What is being asked: Retype all of the data. Every line must match exactly.
----- Record set -----
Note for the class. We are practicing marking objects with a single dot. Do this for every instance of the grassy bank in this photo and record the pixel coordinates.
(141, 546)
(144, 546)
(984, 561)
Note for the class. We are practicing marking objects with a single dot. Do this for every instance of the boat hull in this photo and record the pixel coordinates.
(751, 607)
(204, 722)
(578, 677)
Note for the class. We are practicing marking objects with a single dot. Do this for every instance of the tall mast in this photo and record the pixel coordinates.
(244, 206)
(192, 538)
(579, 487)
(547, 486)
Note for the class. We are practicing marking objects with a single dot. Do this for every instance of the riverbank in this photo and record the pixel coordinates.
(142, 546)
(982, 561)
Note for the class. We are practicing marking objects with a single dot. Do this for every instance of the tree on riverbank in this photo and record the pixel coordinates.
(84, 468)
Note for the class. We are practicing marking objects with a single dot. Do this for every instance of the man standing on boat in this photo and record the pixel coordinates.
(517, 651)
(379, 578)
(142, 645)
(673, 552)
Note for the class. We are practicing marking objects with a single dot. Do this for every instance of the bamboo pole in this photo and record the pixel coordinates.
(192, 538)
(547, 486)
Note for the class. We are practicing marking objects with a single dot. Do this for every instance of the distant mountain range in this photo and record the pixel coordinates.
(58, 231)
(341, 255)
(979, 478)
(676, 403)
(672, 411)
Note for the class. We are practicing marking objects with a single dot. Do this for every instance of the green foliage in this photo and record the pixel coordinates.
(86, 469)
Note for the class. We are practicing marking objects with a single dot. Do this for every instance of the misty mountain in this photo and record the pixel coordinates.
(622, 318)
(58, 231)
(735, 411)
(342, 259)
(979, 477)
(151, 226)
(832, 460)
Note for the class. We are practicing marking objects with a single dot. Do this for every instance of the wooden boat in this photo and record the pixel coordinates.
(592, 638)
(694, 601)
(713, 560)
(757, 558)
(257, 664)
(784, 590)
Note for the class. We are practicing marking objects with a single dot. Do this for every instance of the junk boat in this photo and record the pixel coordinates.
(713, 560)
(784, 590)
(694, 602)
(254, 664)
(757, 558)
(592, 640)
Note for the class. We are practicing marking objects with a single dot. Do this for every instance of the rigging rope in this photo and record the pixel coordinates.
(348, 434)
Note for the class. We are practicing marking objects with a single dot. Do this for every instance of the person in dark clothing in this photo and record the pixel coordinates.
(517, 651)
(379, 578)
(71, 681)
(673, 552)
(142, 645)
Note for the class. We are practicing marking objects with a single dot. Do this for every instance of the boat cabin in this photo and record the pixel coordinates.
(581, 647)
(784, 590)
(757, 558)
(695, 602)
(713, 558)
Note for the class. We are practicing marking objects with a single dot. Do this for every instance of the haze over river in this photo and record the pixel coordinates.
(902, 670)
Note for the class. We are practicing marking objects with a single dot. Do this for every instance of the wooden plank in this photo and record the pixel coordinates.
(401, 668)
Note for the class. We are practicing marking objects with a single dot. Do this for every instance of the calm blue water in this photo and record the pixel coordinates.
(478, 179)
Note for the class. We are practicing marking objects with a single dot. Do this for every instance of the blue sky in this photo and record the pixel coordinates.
-----
Written response:
Note for the class. We are practicing marking objects with a single dot. Do this for every instance of the grassy bank in this photo and record the pixel coordinates.
(141, 546)
(144, 546)
(984, 561)
Note for the class. We are practicing marking objects with a single dot. Do this for every instance of the boat hull in this photo and record the pixel coordinates.
(751, 607)
(204, 722)
(578, 677)
Note for the class. We are practicing marking objects with a single dot. Do this for every instance of the tall mast in this photo and record the pixel coordinates.
(244, 206)
(192, 538)
(579, 487)
(547, 486)
Note for the class. We are practicing marking objects with a single dot. Do this for every instance of the riverbank in this photo and record the pixel coordinates.
(142, 546)
(982, 561)
Note for the class. We are practicing marking objects with a single dot. Do this for every instance of the tree on riverbank in this photo and record the pixel coordinates.
(84, 468)
Note for the class. We are practicing marking objects with a single dot. Do this for every instance of the man standing on boat in this photo and record the pixel coordinates.
(517, 651)
(379, 578)
(142, 645)
(673, 552)
Note for the class. We are practicing marking objects with a single dot. Do this for every instance of the bamboo pole in this photo and record the pixel coordinates.
(192, 538)
(547, 486)
Note for the class. We are practicing marking objects with a single dot. Do this for every instance of the distant mountain range in this photo and record the pixel coordinates.
(58, 231)
(341, 255)
(979, 478)
(676, 403)
(672, 411)
Note for the class. We are practicing marking objects with a single dot. Do this for every instance of the green foliage in this photo and record the pixel coordinates.
(86, 469)
Note for the class. We are practicing marking objects with a single dot. Do this for every instance of the misty mountain in this photo and record the pixel coordinates.
(622, 318)
(58, 231)
(735, 411)
(342, 259)
(979, 477)
(151, 226)
(832, 460)
Note for the class. We are practicing marking objects with a single dot. Do this for every instance of the wooden boat in this photo and record the pixel coordinates.
(592, 638)
(694, 601)
(713, 560)
(757, 558)
(257, 664)
(784, 590)
Note for the class. We are practicing marking objects with a single dot. Do this for every instance of the junk boat in this photo and record the pixel coordinates.
(713, 560)
(784, 590)
(694, 602)
(254, 664)
(757, 558)
(592, 640)
Note for the class. We are practicing marking objects with a single dot. Do this for every instance of the rigging rope in this photo and record the pixel coordinates.
(348, 434)
Note for the class. We are practicing marking objects with a single dot. Do this for every instance of the person in dark clothing in this photo and record the pixel coordinates.
(517, 651)
(379, 578)
(71, 681)
(673, 552)
(142, 645)
Note for the class. We are practicing marking objects with a single dot. Do this for every instance of the boat cabin in this photo and record the pixel coordinates.
(581, 647)
(784, 590)
(757, 558)
(695, 602)
(713, 558)
Note for the class. We are practicing marking objects with a single dot. Do this for every instance of the haze over river in this photo and record the pixel coordinates.
(902, 670)
Note for the class. We are practicing marking objects with a single dot. Do this for every instance of the wooden plank in this photo and record the pixel coordinates.
(401, 668)
Note for the class. We are practicing marking objects with a single dot. Do this for every instance of the calm blue water in this photo and record the pixel coordinates.
(478, 179)
Note for the class. We are practicing marking objects with a single dot. Do this for every instance of the blue sky in this photo and record the pixel coordinates.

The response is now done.